_What to do_.
- 1) In the text on overriding hashCode(), what must be true of the hashCode() values of two objects that are equal according to equals()?
- 2) Carry on the text about overriding hashCode() from its final sentence.

_Excerpted text_.

————

Overriding hashCode()

In the earlier post I have written about overriding equals().  A major contract of overriding equals() is, when you override equals() you have to override hashCode().  It is like they both complete each other.  It is of no using having one and not the other.  This may lead to inappropriate behaviour of the code.  The contract says:

1.      During the execution of an application the hashCode() should return consistent value no matter how many times it is called.  The integer may not remain same from one execution to another.

2.      If two objects are equal according to equals() then their hashCode() should also be same.

3.      It is not required that two different objects which are not equal according to equals(), should return different values.  Though returning different result may lead to better performance of hash tables.

————

_Material_.
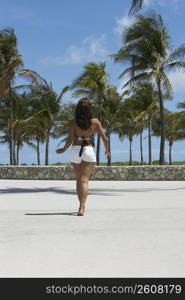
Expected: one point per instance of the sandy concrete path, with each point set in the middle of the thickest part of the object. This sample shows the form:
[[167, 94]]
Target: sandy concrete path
[[131, 229]]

————

_Answers per task_.
- 1) Their hashCode() values should be the same.

- 2)
So the second important point here is equal object must have equal hash codes.  Let us take an example which overrides equals() but no hashCode():

public final class PhoneNumber {

    private final int areaCode;

    private final int prefix;

    private final int lineNumber;

    public PhoneNumber(int areaCode, int prefix, int lineNumber) {

        super();

        this.areaCode = areaCode;

        this.prefix = prefix;

        this.lineNumber = lineNumber;

    }

    @Override

    public boolean equals(Object obj) {

        if (obj == this) {

            return true;

        }

        if (!(obj instanceof PhoneNumber)) {

            return false;

        }

        PhoneNumber pn = (PhoneNumber) obj;

        return pn.areaCode == this.areaCode && pn.prefix == this.prefix && pn.lineNumber == this.lineNumber;

    }

}
Now if the calling application is something like this:

Map<PhoneNumber, String> m = new HashMap<PhoneNumber, String>();

m.put(new PhoneNumber(100, 200, 300), "Radha");

m.get(new PhoneNumber(100, 200, 300));

As you can see there are 2 objects here.  1^st one is creating the object in put() and the second is getting the created object.  Functionally the get() should be able to get the object, but it won’t.  It will return null.  The reason to this is we have not overridden hashCode().  What happens here is when we are calling put() the hash code is calculated and put in some bucket.  Now when get() is called it will return a different hash code which may be in different bucket.  So as the hash codes are not matching, it won’t further go ahead and match equals() and will return null.
In order to fix this let us add a hashCode() to this class.

@Override

public int hashCode() {

    return 42;

}

As you can see we are returning a constant value, which is not a good practice, but this will solve the issue as the hash code will always be same.
*Note: Please avoid returning constant.  It is just an example to show how it works

Let us discuss on the best recipe for writing a hashCode():

1.     Have a constant non zero value.  It can be anything, for e.g. 17.  Store it as result.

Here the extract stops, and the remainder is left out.